Provided passage:
┌────────

If that doesn’t sound like enough of a sea-change in the relationship between central and local government, the department is about to start consulting on major changes to local government funding set out in the 2015 Spending Review. Under these changes councils will keep revenue from business rates, rather than handing it back to DCLG to be redistributed through grants, and Dawes tells CSW that the funding consultation presents “a really big opportunity to think about where local government can really make a difference in doing more”. 

Dawes’s background – in contrast to her predecessor Sir Bob Kerslake – is entirely in central government. She has spent most of her career at the Treasury, and, most recently, three years at the Cabinet Office. So what drew her to the communities department? “For me, DCLG’s just a really interesting department,” she replies. “It combines some of the biggest economic issues of the day: housing, devolution, and trying to increase growth... but it’s also very cross cutting in that it’s also about delivering services in a more integrated and joined up way around vulnerable people. What I love about my role at DCLG is that breadth of opportunity that we’ve got to make a difference.” 

Dawes sees a lot in common with her previous role at the Cabinet Office, where her job “was to try to help Whitehall to join up to deliver the government’s priorities”. At DCLG, she explains, a central focus of her work is “about joining up for local areas and for local people across Whitehall”. 

“I see great people from [different] departments who want to work more closely together and sometimes it’s about enabling that and supporting people who want to work differently in a system that can often...” she pauses, searching for the best way to discuss the challenges of the Whitehall machine before opting to simply describe her role as “supporting people who want to join up across boundaries”. 

“I know the kind of things that can get in the way,” she goes on. “Sometimes it’s just that we’ve set up a policy on a national level and it can be very hard to then delegate – devolve it to local areas. Sometimes it’s just that people are very busy delivering big national priorities and the more devolved agenda is never anybody’s priority.” 

It is, however, DCLG’s priority, so much of the department’s work is what Dawes describes as “supporting people to do the right thing”. When talking about how her department works with partners both in and outside of government, Dawes’s language is that of soft power and influence: they facilitate conversations; they ask big questions; they work together to come up with solutions. 

At a PAC hearing in November, challenged on the power she has to ensure Whitehall has the right expertise to support local areas taking on new powers, her reply was that of a confident Whitehall veteran: “We do have quite a collegiate atmosphere across the permanent secretary group. I would expect to pop over the road to talk to [Transport perm sec] Philip Rutnam if I thought he didn’t have the right staff.” 

Yet there is an iron force alongside that soft power: Treasury support for these devolution deals is vital both politically and to agree changes in the way money is distributed. Dawes refers to this iron force when she says there is “very much a sense of one team between us and the Treasury to strike deals with local areas on behalf of government as a whole”.

Despite her acknowledgement that devolution is not everyone’s priority, Dawes is optimistic about attitudes towards it among her peers in the senior civil service. Even in the last year, she says, those peers have begun to view devolution as an opportunity to change the way they work. “Departments like BIS, Transport, Health and Education are already a long way down the track in thinking through in very imaginative ways the new opportunities that devolution brings."

└────────

Brief: According to the profile of Dawes, in which department did she spend most of her career?

Given data:
┌────────

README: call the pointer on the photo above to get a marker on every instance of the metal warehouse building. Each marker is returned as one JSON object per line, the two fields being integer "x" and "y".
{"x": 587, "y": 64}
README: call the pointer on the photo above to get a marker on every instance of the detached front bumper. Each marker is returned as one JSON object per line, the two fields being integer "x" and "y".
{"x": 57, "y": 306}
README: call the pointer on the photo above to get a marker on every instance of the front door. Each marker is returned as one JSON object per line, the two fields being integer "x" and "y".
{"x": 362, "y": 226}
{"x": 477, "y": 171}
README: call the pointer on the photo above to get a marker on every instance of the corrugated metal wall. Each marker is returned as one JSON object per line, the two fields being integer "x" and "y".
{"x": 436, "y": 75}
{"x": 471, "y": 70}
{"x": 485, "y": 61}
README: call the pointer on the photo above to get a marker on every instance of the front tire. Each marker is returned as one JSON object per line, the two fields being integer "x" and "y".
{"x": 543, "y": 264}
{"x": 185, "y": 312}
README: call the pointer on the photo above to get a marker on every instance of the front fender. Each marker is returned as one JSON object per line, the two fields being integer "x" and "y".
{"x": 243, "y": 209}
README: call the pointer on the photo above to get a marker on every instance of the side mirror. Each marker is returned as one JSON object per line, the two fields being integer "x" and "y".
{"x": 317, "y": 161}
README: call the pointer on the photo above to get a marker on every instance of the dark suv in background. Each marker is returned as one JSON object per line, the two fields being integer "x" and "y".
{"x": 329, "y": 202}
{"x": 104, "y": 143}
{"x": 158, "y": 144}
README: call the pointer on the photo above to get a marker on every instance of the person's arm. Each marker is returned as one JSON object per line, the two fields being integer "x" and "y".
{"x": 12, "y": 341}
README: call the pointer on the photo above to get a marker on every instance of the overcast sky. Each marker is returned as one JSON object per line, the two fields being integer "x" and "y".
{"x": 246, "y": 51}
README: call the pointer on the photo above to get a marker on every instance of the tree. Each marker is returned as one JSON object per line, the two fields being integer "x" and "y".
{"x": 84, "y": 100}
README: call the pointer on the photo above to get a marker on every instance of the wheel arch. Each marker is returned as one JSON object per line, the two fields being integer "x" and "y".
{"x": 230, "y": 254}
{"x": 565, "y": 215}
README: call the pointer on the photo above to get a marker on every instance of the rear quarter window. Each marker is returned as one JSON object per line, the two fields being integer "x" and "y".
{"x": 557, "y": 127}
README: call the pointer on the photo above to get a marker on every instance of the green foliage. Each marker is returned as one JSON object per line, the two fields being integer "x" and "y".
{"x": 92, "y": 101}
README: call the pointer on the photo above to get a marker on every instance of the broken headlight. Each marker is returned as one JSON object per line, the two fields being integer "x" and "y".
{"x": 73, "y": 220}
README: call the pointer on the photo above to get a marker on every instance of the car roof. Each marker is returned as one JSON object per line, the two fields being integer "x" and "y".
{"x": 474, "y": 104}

└────────

Task result: The Treasury.